WRITTEN INSTRUCTION: Reproduce every entry in the listing without alteration.
[BEGIN]
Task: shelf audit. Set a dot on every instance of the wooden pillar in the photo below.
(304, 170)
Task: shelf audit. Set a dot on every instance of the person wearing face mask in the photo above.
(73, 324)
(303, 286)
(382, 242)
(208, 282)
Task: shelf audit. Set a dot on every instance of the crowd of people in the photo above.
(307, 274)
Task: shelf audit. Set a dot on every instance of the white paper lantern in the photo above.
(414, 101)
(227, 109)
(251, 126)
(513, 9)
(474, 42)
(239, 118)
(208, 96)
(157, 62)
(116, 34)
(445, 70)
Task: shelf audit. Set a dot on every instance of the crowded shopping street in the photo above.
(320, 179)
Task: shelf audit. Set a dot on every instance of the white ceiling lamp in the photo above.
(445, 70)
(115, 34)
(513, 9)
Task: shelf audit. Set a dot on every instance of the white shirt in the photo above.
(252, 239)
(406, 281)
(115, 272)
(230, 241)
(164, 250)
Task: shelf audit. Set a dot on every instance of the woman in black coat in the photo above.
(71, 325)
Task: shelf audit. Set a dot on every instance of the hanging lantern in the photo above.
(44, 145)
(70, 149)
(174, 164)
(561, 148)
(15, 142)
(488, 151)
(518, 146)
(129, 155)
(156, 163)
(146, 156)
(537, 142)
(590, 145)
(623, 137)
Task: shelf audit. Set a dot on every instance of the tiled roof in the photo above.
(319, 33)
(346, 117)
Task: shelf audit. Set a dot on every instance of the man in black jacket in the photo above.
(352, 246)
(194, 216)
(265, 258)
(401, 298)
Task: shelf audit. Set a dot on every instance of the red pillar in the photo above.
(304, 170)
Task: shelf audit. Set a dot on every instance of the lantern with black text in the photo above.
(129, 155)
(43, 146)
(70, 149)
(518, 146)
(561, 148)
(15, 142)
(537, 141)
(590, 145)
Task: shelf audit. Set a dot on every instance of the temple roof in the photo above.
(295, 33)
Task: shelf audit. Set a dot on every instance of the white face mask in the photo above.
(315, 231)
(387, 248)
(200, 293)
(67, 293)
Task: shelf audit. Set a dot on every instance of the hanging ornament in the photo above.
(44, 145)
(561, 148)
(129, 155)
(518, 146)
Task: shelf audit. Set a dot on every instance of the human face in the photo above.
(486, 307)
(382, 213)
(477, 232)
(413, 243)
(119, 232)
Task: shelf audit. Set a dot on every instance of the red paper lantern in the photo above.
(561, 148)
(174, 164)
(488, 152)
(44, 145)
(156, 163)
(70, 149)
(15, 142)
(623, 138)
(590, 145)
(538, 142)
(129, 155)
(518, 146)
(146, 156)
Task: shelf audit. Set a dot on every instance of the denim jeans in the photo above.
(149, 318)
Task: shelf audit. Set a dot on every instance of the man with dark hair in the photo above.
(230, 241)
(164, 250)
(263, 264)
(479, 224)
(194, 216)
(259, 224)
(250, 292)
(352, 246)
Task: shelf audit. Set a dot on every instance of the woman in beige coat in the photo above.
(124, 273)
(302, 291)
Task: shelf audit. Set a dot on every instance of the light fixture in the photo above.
[END]
EXERCISE RESPONSE:
Task: shelf audit. Set a dot on every instance of the wooden pillar in the photo below.
(304, 170)
Task: shelf audit. Set a dot on every instance of the person wearing face mask in the photo above.
(73, 324)
(303, 286)
(382, 242)
(208, 282)
Task: shelf audit. Set a dot on every instance of the crowd of people in the photo above.
(307, 274)
Task: shelf audit. Set a dot on every instance of the white paper lantern in the photo above.
(414, 101)
(227, 109)
(251, 126)
(513, 9)
(474, 42)
(239, 118)
(208, 96)
(157, 62)
(116, 34)
(445, 70)
Task: shelf audit. Set a dot on every instance of the crowded shopping street in the photo above.
(320, 179)
Task: shelf audit. Set a dot on every instance of the white ceiling lamp in the photo above.
(445, 70)
(115, 34)
(513, 9)
Task: shelf audit. Set a dot on every instance of the white shirt in the photo above.
(252, 239)
(406, 281)
(115, 272)
(230, 241)
(164, 250)
Task: shelf audit. Set a dot on every instance of the woman in black coat in the photo above.
(71, 325)
Task: shelf audit. Set a dot on every instance of the hanging lantern in the photo above.
(44, 145)
(70, 149)
(174, 164)
(561, 148)
(15, 142)
(488, 151)
(518, 146)
(129, 155)
(156, 163)
(146, 156)
(537, 142)
(590, 145)
(623, 137)
Task: shelf audit. Set a dot on every instance of the tiled roof in the photo above.
(319, 33)
(346, 117)
Task: shelf audit. Set a dot on every instance of the man in black jacket in the photo above.
(352, 246)
(194, 216)
(265, 258)
(401, 298)
Task: shelf audit. Set a dot on every instance of the red pillar in the photo above.
(304, 170)
Task: shelf audit. Set a dot on every instance of the lantern with black text in the photo above.
(129, 155)
(43, 146)
(70, 149)
(518, 146)
(561, 148)
(15, 142)
(537, 141)
(590, 145)
Task: shelf audit. Set a dot on every instance of the temple roof in the photo above.
(295, 33)
Task: shelf audit. Set a dot on every instance of the white face mask in the photo above.
(315, 231)
(387, 248)
(200, 293)
(67, 293)
Task: shelf audit. Set a dot on every instance of the hanging ornament in the photo above.
(44, 145)
(561, 148)
(129, 155)
(518, 146)
Task: shelf audit. Set a dot on every instance of the human face in the photo above.
(486, 307)
(382, 213)
(477, 232)
(413, 243)
(119, 232)
Task: shelf audit. Set a dot on every instance of the red paper lantern in the photo above.
(561, 148)
(174, 164)
(488, 152)
(44, 145)
(156, 163)
(70, 149)
(15, 142)
(623, 138)
(590, 145)
(538, 142)
(129, 155)
(518, 146)
(146, 156)
Task: shelf audit. Set a dot on every instance of the denim jeans in the photo above.
(149, 318)
Task: shelf audit. Set a dot on every instance of the man with dark hair in the photo above.
(230, 241)
(164, 250)
(263, 264)
(479, 224)
(194, 216)
(259, 224)
(250, 292)
(352, 246)
Task: shelf audit. Set a dot on every instance of the woman in beige coat in the photo above.
(124, 273)
(302, 291)
Task: shelf audit. Set a dot on every instance of the light fixture in the photo above.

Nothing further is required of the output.